▸ **TASK PROMPT**: When you find the word "below" in a line of the entries, please copy the whole line.

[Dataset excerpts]
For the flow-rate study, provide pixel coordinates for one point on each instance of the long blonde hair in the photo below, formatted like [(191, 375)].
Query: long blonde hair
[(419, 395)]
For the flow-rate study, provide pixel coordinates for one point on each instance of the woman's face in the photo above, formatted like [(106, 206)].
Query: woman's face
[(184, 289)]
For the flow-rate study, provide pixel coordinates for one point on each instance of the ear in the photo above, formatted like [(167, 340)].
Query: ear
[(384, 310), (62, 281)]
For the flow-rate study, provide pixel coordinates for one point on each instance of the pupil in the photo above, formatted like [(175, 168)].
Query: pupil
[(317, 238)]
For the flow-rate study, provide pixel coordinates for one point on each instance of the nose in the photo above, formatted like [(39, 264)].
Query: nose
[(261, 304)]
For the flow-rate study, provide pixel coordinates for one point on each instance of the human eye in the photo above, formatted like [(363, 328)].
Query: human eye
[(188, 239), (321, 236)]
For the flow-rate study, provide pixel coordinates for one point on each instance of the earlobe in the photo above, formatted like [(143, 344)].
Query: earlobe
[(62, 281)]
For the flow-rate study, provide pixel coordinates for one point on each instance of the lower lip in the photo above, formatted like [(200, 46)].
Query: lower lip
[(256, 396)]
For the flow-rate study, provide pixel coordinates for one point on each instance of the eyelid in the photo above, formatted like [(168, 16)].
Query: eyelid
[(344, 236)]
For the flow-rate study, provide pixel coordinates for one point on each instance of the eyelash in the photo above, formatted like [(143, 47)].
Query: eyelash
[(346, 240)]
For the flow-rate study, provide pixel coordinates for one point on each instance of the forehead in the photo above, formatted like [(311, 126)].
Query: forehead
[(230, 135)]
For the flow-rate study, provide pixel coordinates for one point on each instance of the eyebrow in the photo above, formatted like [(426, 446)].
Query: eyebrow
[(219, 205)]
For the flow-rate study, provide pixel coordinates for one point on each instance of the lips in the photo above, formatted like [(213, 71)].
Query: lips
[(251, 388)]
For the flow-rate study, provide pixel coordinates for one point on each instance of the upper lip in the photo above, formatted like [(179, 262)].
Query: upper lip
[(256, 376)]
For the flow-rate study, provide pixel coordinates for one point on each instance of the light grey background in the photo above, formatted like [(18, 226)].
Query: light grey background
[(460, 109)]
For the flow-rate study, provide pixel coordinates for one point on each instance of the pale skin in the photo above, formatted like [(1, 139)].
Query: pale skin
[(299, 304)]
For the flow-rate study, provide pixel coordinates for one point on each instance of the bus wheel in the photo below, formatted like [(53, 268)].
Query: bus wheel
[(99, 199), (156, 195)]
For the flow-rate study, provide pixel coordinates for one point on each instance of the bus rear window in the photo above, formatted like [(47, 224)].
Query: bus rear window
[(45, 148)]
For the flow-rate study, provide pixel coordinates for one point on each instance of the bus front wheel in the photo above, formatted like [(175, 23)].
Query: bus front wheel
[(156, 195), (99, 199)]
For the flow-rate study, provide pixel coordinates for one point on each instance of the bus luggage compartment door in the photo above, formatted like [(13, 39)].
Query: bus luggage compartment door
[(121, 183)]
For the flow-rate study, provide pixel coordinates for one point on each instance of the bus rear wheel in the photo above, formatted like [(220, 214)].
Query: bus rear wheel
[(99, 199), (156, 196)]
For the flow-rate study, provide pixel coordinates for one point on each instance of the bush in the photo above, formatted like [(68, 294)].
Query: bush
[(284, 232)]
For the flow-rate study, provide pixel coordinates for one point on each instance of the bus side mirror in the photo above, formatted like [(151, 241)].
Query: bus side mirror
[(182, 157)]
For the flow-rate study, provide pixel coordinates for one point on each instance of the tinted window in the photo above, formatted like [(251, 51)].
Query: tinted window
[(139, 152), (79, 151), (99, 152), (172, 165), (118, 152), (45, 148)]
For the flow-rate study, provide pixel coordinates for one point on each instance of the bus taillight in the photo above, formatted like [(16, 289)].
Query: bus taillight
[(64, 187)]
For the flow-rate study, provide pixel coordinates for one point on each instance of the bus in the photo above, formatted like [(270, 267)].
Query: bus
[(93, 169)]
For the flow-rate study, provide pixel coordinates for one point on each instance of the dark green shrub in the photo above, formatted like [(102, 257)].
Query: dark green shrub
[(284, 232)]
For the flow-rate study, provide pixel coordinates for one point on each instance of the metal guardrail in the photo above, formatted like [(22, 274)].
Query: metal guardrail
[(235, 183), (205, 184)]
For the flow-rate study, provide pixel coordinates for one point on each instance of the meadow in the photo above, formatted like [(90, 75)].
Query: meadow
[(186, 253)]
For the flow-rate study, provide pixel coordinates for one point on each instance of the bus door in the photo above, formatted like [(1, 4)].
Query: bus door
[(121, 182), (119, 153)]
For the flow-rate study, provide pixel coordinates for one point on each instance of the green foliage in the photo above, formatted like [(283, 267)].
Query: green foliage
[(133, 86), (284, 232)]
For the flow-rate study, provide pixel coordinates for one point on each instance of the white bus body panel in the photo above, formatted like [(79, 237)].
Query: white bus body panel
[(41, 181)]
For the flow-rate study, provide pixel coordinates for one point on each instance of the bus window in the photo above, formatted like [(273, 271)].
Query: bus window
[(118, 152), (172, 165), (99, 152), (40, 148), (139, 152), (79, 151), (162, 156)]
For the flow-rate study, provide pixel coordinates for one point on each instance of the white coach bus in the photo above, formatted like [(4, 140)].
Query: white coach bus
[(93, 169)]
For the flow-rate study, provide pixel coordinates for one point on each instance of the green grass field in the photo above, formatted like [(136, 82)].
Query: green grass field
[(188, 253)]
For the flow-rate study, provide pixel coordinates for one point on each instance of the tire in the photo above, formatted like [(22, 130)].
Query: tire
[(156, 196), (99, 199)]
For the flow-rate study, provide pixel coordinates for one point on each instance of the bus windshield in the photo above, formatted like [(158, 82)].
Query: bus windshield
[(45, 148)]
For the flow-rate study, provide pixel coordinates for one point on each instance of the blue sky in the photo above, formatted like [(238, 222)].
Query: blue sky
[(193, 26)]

▸ **SOLUTION**:
For the flow-rate study, provide pixel coordinates for one point on each instance of the long blonde hair in the photo below, formatted like [(191, 375)].
For the flow-rate study, provide pixel coordinates for one point on each instance of the bus wheel in the photo below, formatted like [(53, 268)].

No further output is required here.